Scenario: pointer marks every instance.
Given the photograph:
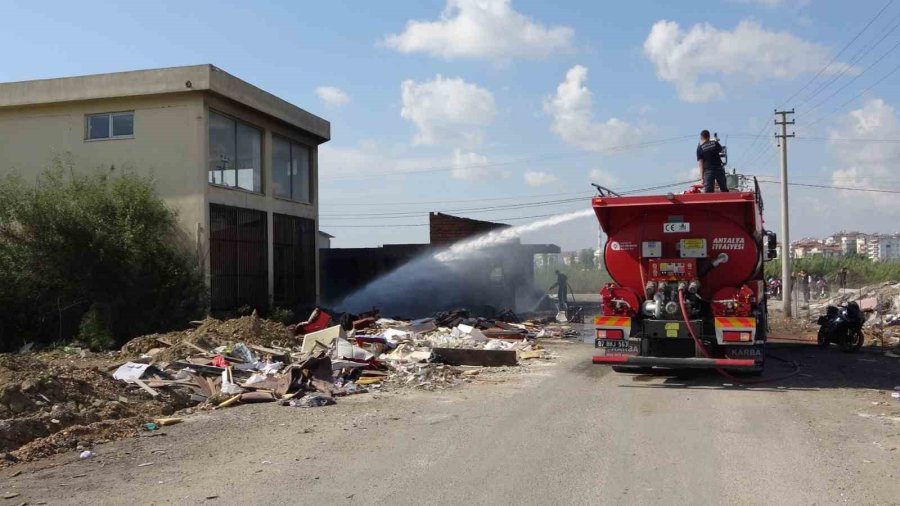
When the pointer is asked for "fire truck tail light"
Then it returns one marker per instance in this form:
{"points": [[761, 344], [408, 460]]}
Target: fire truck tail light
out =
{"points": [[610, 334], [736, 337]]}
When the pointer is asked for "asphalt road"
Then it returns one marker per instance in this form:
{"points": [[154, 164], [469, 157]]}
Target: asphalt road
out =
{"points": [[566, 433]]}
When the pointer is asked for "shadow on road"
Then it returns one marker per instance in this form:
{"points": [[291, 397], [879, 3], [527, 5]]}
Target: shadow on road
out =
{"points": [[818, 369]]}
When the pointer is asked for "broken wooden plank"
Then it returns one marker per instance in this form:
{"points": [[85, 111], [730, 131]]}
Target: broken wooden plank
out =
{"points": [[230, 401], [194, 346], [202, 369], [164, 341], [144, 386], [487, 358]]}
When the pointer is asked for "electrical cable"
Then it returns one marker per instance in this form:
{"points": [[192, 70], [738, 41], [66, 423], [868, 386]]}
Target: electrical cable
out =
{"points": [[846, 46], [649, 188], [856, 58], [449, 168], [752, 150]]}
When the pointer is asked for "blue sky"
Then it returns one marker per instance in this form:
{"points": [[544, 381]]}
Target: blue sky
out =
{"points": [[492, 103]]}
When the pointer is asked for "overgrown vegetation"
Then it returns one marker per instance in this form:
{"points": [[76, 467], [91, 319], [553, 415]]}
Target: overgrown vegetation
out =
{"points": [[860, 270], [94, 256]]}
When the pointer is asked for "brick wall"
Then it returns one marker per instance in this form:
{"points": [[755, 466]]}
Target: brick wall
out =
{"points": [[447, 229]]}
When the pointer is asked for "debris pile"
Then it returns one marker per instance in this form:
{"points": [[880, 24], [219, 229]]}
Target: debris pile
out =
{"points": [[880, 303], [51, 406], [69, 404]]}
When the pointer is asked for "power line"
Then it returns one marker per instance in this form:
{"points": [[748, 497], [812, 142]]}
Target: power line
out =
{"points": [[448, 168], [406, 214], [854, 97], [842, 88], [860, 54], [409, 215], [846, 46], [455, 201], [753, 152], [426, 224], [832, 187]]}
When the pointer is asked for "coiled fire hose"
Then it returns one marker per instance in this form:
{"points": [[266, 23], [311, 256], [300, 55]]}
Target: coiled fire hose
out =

****************

*What this task involves*:
All the lines above are to be reproduced exactly, except the pictures.

*Complete output*:
Scenario: pointer marks every instance.
Given the photograph:
When the pointer is asked for "fire truck tail light"
Then it returns one marker per instance in this form:
{"points": [[761, 344], [408, 460]]}
Target: fire truck tail light
out =
{"points": [[610, 334], [736, 337]]}
When the pointer is asked for "asphalt road"
Then it returns one marker per instance in this form:
{"points": [[154, 164], [469, 157]]}
Target: asphalt road
out =
{"points": [[566, 433]]}
When the pointer is asked for "shadow on road"
Then it returns one marker per instance in this form:
{"points": [[291, 397], [879, 3], [527, 5]]}
Target: shadow on road
out =
{"points": [[818, 369]]}
When the pointer is asked for "broken wooden plank"
Then it returns one marker per instance in this form:
{"points": [[85, 111], [730, 131]]}
Target: broken wooden plank
out =
{"points": [[230, 401], [194, 346], [202, 369], [164, 341], [144, 386], [487, 358]]}
When the pointer is asked for "electrical cable"
Then it returns one marker per instance in this form:
{"points": [[192, 70], [738, 41], [66, 423], [868, 386]]}
Target: electrical cable
out =
{"points": [[846, 46], [649, 188], [856, 58], [449, 168], [752, 150]]}
When the pointer is asked for "blue sky"
Then it returns one marker per instance in this form:
{"points": [[544, 381]]}
Target: blue sky
out =
{"points": [[492, 103]]}
When the pointer is asked for "overgrown vegetation"
Then it returns one marker per instance in this form:
{"points": [[76, 467], [91, 319], [553, 415]]}
Target: overgrown vegetation
out =
{"points": [[860, 270], [94, 256]]}
When the pointer is asked for "brick wall"
Then it returns one marker per instance in this form:
{"points": [[755, 466]]}
Target: brick wall
out =
{"points": [[447, 229]]}
When the pointer is asked for "debris pile"
Then it returns one marker per instance in this form:
{"points": [[880, 24], [219, 229]]}
Target: debris pile
out =
{"points": [[880, 303], [51, 406], [69, 404]]}
When the pointer is asked for "power line"
Then it returns one marker per instance in this form:
{"points": [[748, 497], [812, 142]]}
Target: power line
out =
{"points": [[448, 168], [406, 214], [854, 97], [842, 88], [860, 54], [409, 215], [846, 46], [455, 201], [753, 152], [426, 224], [832, 187]]}
When the pointer is asked for "coiled fire hose"
Then it returns one marker per instance in this form:
{"points": [[266, 23], [311, 256], [300, 55]]}
Target: coiled fire hose
out =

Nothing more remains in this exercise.